▶ [Passage]
········
Robert Trappes was a London goldsmith, and Joyce was married successively to two wealthy Londoners. In 1549, at Banstead in Surrey, she married Henry Saxey, and their son William, after studying at Cambridge, was admitted to Gray’s Inn in 1576. After Henry’s death, Joyce married William Frankland (d. 1577), who left her substantial property in Hertfordshire; there were no children of Joyce’s second marriage. But in August 1581, Joyce’s only son William ‘youthfully venturing to ride upon an unbroken young horse, was thrown down and slain’. We know what happened next from a letter to Archbishop Whitgift from Alexander Nowell, the Dean of St Paul’s: "The mother fell into sorrows uncomfortable, whereof I, being of her acquaintance, having intelligence, did with all speed ride to her house near Hoddesdon to comfort her the best I could, and I did find her crying, or rather howling continually, ‘Oh my son, my son!’"

Not for nothing is Nowell, in his fundraising initiatives, described as ‘that notable beggar’ by a recent historian. Nowell’s account continues: "And when I could by no comfortable words stay her from that cry and tearing of her hair, God, I think, put me in mind at last to say: ‘Comfort yourself, good Mrs Frankland, and I will tell you how you shall have 20 good sons to comfort you in these your sorrows which you take for this one son.’ To which words only she gave ear, and looking up asked: ‘How can that be?’ And I said unto her: ‘You are a widow, rich and now childless, and there be in both universities so many poor toward youths that lack exhibition, for whom if you would found certain fellowships and scholarships to be bestowed upon studious young men, who should be called Mrs Frankland’s scholars, they would be in love towards you as dear children…and they and their successors after them, being still Mrs Frankland’s scholars, will honour your memory for ever and ever.’ This being said, ‘I will,’ quoth she, ‘think thereupon earnestly…’"

At her death, six years later, Joyce Frankland’s will left endowments to the value of £2000 to Gonville & Caius College, Cambridge. To Brasenose College, Oxford, she bequeathed property worth £1840, together with valuable plate, and her portrait which still hangs in the Hall there (Plate 3—B: Portrait of Joyce Frankland, from Brasenose College, Oxford).
········
▶ [Source material]
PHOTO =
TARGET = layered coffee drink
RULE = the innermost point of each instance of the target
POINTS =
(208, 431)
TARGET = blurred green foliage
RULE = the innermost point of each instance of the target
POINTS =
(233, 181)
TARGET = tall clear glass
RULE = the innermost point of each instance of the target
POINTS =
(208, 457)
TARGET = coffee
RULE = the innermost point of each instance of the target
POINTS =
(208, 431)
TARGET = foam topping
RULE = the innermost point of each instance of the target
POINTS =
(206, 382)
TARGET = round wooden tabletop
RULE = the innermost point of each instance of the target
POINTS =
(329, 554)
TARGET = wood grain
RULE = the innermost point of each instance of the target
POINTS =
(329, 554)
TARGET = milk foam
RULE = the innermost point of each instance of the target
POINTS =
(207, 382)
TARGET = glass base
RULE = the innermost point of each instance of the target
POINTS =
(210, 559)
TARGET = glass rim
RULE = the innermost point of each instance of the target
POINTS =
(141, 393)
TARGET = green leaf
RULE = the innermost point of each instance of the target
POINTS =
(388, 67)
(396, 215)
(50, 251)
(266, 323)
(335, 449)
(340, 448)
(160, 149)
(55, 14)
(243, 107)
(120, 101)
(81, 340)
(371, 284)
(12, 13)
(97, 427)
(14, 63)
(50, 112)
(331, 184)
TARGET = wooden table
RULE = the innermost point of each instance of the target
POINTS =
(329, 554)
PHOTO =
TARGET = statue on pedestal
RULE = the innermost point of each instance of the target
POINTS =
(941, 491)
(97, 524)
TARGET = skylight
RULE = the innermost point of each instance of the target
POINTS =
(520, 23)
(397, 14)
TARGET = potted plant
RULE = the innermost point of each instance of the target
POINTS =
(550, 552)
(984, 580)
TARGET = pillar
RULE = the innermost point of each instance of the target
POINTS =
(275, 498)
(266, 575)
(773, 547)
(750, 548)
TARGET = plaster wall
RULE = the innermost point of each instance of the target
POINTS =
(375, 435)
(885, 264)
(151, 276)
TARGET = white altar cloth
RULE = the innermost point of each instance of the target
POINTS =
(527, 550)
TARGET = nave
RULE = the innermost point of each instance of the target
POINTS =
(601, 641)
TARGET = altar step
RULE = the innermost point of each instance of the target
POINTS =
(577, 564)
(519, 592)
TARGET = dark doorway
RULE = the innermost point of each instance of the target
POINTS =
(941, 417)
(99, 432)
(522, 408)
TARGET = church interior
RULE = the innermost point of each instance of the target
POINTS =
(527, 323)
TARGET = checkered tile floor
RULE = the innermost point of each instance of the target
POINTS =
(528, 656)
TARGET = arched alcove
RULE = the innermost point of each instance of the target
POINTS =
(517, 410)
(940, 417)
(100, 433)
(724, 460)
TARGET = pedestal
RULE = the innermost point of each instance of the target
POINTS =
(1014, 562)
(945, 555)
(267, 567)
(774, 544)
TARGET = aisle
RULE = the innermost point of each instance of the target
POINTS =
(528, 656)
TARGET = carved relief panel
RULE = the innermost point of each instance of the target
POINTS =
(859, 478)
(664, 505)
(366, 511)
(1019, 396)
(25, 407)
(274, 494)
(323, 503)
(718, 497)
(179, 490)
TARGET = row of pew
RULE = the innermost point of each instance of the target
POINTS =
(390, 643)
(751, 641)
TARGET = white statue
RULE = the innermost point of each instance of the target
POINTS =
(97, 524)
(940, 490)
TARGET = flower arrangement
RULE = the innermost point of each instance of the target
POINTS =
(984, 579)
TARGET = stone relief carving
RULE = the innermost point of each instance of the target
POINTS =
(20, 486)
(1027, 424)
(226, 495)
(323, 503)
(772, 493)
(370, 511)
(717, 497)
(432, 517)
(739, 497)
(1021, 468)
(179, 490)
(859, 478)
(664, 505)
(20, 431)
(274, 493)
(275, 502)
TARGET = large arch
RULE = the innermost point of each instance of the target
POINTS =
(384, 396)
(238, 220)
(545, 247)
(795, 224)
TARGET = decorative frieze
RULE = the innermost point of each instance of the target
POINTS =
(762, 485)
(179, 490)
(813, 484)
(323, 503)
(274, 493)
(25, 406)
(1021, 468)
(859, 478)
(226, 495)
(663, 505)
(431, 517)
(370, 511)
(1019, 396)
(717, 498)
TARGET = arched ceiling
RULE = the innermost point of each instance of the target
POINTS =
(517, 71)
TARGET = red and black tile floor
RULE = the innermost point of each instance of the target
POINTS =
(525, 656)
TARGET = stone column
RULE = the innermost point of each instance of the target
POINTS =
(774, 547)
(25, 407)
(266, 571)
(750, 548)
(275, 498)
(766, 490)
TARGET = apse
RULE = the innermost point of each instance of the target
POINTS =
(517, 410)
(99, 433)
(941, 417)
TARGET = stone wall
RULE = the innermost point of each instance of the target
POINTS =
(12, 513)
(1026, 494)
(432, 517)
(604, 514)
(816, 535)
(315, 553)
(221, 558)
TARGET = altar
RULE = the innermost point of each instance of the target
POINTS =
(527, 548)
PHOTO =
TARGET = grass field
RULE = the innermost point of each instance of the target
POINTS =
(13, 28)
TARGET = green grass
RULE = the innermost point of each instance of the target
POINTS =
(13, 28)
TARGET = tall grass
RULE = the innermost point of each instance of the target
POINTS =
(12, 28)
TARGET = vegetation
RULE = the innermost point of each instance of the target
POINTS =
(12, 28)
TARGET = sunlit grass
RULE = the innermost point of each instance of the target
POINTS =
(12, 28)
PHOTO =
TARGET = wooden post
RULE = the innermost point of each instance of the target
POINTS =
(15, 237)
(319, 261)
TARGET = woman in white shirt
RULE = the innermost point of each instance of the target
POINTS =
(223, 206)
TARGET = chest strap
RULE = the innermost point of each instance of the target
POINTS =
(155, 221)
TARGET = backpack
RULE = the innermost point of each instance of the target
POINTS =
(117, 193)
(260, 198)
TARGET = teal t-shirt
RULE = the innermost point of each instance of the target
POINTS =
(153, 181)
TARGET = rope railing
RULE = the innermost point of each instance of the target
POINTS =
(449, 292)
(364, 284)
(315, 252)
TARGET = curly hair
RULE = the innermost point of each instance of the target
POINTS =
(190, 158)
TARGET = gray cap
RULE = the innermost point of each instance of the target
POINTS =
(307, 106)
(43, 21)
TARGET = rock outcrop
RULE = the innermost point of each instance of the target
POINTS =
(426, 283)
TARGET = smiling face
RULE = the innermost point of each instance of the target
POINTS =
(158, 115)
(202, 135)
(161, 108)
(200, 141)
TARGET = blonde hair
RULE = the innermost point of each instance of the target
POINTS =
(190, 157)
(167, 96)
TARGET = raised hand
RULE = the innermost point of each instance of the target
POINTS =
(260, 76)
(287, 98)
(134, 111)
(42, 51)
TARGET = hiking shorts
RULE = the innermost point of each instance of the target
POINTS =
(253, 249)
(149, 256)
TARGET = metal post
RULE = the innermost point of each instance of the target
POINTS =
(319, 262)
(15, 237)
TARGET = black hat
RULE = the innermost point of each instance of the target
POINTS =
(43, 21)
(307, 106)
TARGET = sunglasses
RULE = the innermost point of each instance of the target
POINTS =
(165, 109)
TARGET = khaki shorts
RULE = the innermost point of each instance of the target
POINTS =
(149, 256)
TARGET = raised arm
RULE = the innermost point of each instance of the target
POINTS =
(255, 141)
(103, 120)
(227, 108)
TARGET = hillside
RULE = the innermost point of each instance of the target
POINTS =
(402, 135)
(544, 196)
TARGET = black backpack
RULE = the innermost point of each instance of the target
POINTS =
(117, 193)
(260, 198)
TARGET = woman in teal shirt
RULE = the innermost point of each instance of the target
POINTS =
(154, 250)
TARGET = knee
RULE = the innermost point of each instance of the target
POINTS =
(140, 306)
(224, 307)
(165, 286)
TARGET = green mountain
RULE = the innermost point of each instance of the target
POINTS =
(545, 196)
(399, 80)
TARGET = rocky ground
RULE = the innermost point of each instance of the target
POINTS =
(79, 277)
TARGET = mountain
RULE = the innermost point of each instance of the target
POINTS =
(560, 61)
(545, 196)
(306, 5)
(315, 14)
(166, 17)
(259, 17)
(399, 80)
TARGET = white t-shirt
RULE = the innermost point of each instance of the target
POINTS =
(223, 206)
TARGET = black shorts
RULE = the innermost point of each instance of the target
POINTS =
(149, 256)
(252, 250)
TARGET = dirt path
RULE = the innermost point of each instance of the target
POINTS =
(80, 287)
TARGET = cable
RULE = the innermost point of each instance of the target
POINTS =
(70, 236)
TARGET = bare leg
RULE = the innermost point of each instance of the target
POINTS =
········
▶ [Tasks]
A – Copy the passage about Joyce Frankland from "At her death, six" to "Brasenose College, Oxford).".
B – Answer these questions from the passage about Joyce Frankland:
(i) In what year did Joyce marry Henry Saxey?
(ii) To which inn was her son William admitted in 1576?
(iii) What was the value of the endowments her will left to Gonville & Caius College, Cambridge?
The material is not needed for any of this work.

▶ [Answers given]
A –
At her death, six years later, Joyce Frankland’s will left endowments to the value of £2000 to Gonville & Caius College, Cambridge. To Brasenose College, Oxford, she bequeathed property worth £1840, together with valuable plate, and her portrait which still hangs in the Hall there (Plate 3—B: Portrait of Joyce Frankland, from Brasenose College, Oxford).

B –
(i) 1549
(ii) Gray's Inn
(iii) £2000